The Process Identity register (PID) contains privilege bits that control permissions that can be optionally extended to a user mode task, an address space identifier (ASID) field used by the memory management system and compatibility mode bits. This is a fully serializing register.

| 31 |          | 7 | 6 | 5 | 4   | 3            | 2 | 1 | 0 |
|----|----------|---|---|---|-----|--------------|---|---|---|
| т  | Reserved |   |   |   | P[7 | <b>'</b> :0] |   |   |   |

The Reserved field is set to zero. The following fields are described in more detail:

- <u>T, Global TLB Enable</u>
- <u>P[7:0], Address Space Identifier ASID</u>

### T, Global TLB Enable

The Global TLB Enable bit is used to enable or disable the MMU. When set to 0 the MMU is disabled, which means that all logical addresses are mapped directly to physical addresses. The MMU needs to be enabled (Global TLB Enable bit set to 1) in order for memory protection and cacheability to work on individual pages. Note that the Data Uncached region is always active even when the MMU is disabled. This field is set to 0x0 on reset.

### P[7:0], Address Space Identifier ASID

The 8-bit Address Space Identifier (ASID) is set by the Operating System as the ASID of the currently executing process. The ASID is used by the Operating System and memory management hardware to allow physical pages to be mapped into many separate virtual address spaces. This field is set to 0x0 on reset.

Typically each independent task would have its own ASID value. This scheme is used to avoid the need to reload address mappings when context switching between tasks. The ASID in this register is checked against the ASID portion of a Page Descriptor (PD) unless the global bit, T, is set. Since there may be more than 256 tasks running at any one time, the Operating System manages the allocation and use of ASIDs.

NOTE The ASID is checked in both user and kernel mode - allowing the OS to run tasks in either mode.

Writes to the PID register should be made either from code running in un-translated memory or from code running from a page with the Global bit set (ASID is ignored). This ensures that the code page being accessed continues to be visible after the ASID is changed.

The processor ensures that the ASID update takes effect immediately after the SR instruction making the change.

NOTE A machine check exception causes the Global TLB enable to be cleared (set to zero).

# Scratch Data Register, SCRATCH\_DATA0

The SCRATCH\_DATA0 auxiliary register is a generic 32-bit scratch register that can be used in kernel mode only to store any data. The OS can for example use this register to hold the base address of the first level page descriptor table in order to speed up page table access. The default on reset is 0x0 and writes to the SCRATCH\_DATA0 are non-serializing.

# Chapter 4 — Memory Management Exceptions

### In this section:

- <u>Exceptions to Support Memory Management Functions</u>
- Flowchart for TLB Lookups

### Exceptions to Support Memory Management Functions

A number of exceptions are provided to support memory management functions:

- Instruction or Data TLB Miss
  - TLB lookup cannot locate an entry for the supplied virtual address
- TLB error
  - >1 matching entry during TLB lookup
- Protection violation
  - The access being attempted was not enabled by the protection flags in the TLB entry
- Unaligned access

An access was performed that violated the alignment constraints of the machine - accesses must be aligned to the size of the transaction.

For more information on the MMU related exceptions refer to the  $ARCompact^{TM}$  Programmer's Reference.

The flow diagram (<u>Figure 4</u>) shows how exception conditions are detected.

# Flowchart for TLB Lookups



Figure 4 TLB Lookup Flowchart

### In this section:

<u>Calculation Process</u>

# **Calculation Process**

When the Memory Management Unit (MMU) is enabled, physical addresses are calculated using the following inputs:

- Virtual address from the access (32 bits)

## Supplied material

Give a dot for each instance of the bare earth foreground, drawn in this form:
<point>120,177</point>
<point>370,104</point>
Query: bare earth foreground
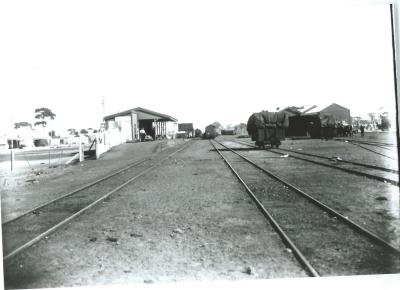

## Written instruction 1
Reproduce the part of the MMU documentation between "The Global TLB Enable bit" and "spaces. This field is set to 0x0 on reset.", inclusive.
## Written instruction 2
Continue the MMU documentation from its final line.

## Expected output 1
The Global TLB Enable bit is used to enable or disable the MMU. When set to 0 the MMU is disabled, which means that all logical addresses are mapped directly to physical addresses. The MMU needs to be enabled (Global TLB Enable bit set to 1) in order for memory protection and cacheability to work on individual pages. Note that the Data Uncached region is always active even when the MMU is disabled. This field is set to 0x0 on reset.

### P[7:0], Address Space Identifier ASID

The 8-bit Address Space Identifier (ASID) is set by the Operating System as the ASID of the currently executing process. The ASID is used by the Operating System and memory management hardware to allow physical pages to be mapped into many separate virtual address spaces. This field is set to 0x0 on reset.

## Expected output 2
- Address space identifier (ASID) from the PID register
- TLB contents



#### Figure 5 Physical Address Calculation

The outputs are as follows:

- The lower 13 bits (the page offset) come directly from the lower 13 bits of the virtual address supplied.
- The remaining bits (19) come directly from the Physical Page Number field  $P_{18:0}$  in the matching TLB entry

The memory control signals are as follows:

- Cached/Uncached access
  - Determined from TLB entry and cache mode from original access.
  - Cached access permitted if the access requested a cached access and the TLB entry permits it. All other accesses are uncached - when either the instruction or the TLB entry specifies an uncached access.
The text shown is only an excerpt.